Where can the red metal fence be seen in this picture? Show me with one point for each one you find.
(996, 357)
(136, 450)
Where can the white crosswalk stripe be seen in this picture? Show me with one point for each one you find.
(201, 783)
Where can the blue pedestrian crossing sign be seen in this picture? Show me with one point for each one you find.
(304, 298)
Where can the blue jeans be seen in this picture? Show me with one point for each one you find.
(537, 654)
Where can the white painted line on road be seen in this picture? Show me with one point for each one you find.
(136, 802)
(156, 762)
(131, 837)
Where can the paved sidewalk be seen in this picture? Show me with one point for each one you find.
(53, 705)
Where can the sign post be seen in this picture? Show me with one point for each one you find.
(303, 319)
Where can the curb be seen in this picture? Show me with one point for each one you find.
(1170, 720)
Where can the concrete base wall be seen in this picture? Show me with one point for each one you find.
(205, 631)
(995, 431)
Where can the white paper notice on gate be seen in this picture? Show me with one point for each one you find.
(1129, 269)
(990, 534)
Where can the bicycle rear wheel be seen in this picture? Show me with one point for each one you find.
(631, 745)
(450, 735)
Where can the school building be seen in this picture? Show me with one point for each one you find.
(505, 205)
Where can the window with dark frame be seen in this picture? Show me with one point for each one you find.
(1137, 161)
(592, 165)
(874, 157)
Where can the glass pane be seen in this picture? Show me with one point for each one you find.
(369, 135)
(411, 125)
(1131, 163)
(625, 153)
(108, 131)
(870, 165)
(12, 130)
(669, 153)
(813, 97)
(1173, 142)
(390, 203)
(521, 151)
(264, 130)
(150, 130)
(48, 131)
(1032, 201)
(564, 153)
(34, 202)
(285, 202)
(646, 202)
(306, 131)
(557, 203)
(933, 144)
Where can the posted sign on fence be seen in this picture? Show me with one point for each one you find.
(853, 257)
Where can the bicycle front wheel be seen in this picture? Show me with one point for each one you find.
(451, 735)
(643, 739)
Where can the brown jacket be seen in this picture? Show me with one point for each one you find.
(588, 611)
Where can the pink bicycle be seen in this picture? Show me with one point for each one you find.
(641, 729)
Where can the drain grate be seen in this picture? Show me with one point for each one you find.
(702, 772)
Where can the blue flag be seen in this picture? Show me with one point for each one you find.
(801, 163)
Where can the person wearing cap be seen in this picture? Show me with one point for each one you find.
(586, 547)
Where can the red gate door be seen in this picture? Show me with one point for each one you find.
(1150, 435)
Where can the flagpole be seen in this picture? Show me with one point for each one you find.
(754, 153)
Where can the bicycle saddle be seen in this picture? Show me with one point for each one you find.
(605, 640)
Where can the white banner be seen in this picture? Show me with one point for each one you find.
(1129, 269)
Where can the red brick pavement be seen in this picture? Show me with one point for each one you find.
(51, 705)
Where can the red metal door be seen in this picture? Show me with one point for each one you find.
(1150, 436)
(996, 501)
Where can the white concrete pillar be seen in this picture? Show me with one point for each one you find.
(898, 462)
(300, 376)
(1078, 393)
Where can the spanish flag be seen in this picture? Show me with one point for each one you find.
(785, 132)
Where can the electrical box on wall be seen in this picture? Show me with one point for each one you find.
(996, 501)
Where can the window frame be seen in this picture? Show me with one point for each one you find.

····················

To do - Could you copy out the data in full, exactly as it is written?

Exercise response -
Where can the red metal fence be seen in this picture? Show me with one point for each one you find.
(996, 357)
(136, 450)
Where can the white crosswalk stripe be seen in this picture? Show me with one point for each one you find.
(201, 783)
Where can the blue pedestrian crossing sign be seen in this picture? Show me with one point for each one you find.
(304, 298)
Where can the blue jeans be seen in this picture? Show me with one point for each one you find.
(537, 654)
Where can the white painted line on road be seen in this picture? Show me with one point for each one you find.
(136, 802)
(156, 762)
(131, 837)
Where can the paved sidewalk be seen in this picture? Show me with one point for each one you find.
(53, 705)
Where can the sign post be seen in this picture? Show me with one point for each one you find.
(303, 319)
Where can the curb be seen in this picture? Show me with one point for each one you find.
(1170, 720)
Where can the concrete base wall be seen in this picture? Show me with one point for each one you find.
(205, 631)
(995, 431)
Where can the white paper notice on gate be seen in this picture? Show me with one point for each one you find.
(1129, 269)
(990, 534)
Where can the bicycle rear wheel be seen in this picture? Show me with one point for each one you find.
(631, 745)
(450, 735)
Where can the school building be seen in this picture? Show me with one point for each one you find.
(505, 205)
Where can the window with dark frame be seen in this picture? Show me with one point for each one you find.
(1137, 161)
(592, 165)
(874, 157)
Where can the glass pane be seen in this picture? Show me with one point for each one you find.
(369, 135)
(411, 125)
(1131, 163)
(625, 153)
(108, 131)
(870, 165)
(12, 130)
(669, 153)
(813, 97)
(1173, 142)
(390, 203)
(521, 151)
(264, 130)
(150, 130)
(48, 131)
(1032, 201)
(564, 153)
(34, 202)
(285, 202)
(646, 202)
(306, 131)
(557, 203)
(933, 144)
Where can the posted sign on fence be seen in this picture? Show me with one point for each one you find.
(853, 257)
Where can the bicycle front wheel be seen in this picture? Show me with one point for each one you find.
(451, 735)
(643, 739)
Where can the brown jacket be seen in this picture? Show me with one point for each one you find.
(588, 611)
Where can the pink bicycle be seen in this picture? Show me with one point for each one you find.
(641, 729)
Where can the drain grate be seen in this picture? Show me with one point for each one you find.
(702, 772)
Where can the blue flag be seen in this picture? Show me with one point for each one you find.
(801, 163)
Where can the person wearing cap be seen in this picture? Show me with one point for each one you find.
(586, 547)
Where can the red gate door be seen in this picture? Show me with one point for each one you find.
(1150, 435)
Where can the flagpole be seen in this picture? Show me with one point for each one you find.
(754, 153)
Where can the bicycle saddle be seen in this picture? Show me with one point for each one you find.
(605, 640)
Where can the white banner be seen in this picture? Show me with one point for each one you find.
(1129, 269)
Where can the red brick pavement be seen in this picture? Show me with one point for each one you find.
(51, 705)
Where can the red metal door be seen in this picture? Show me with one point for each one you find.
(1150, 436)
(996, 501)
Where can the white concrete pillar be seen in this picture? Show me with one point for each one you find.
(898, 462)
(300, 376)
(1078, 393)
Where can the spanish flag be seen in this picture? Show me with one point for each one you find.
(785, 132)
Where can the electrical box on wall be seen in this picture? Show me with one point for each one you find.
(996, 501)
Where can the window frame be seen in this picture? Show me with one point for each one you find.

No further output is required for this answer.